*Your task:*
For the string "wooden", find every matching line in the records and copy it.

Data entries:
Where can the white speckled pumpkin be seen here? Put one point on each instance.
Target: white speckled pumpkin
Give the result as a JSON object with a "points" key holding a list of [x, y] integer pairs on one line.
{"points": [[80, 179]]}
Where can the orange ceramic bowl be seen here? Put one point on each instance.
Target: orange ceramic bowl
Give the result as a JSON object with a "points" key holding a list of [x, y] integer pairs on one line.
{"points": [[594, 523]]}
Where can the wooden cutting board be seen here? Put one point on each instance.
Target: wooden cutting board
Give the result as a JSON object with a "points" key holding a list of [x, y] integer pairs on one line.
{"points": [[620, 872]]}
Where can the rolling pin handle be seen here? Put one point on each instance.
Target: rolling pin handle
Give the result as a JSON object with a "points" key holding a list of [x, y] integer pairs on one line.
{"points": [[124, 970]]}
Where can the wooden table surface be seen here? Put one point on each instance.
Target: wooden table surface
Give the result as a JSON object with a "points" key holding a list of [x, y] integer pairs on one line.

*Task answer:*
Where can the wooden cutting board be seen here? Put one point on each instance.
Target: wooden cutting board
Where can the wooden table surface be seen here? Put one point on each instance.
Target: wooden table surface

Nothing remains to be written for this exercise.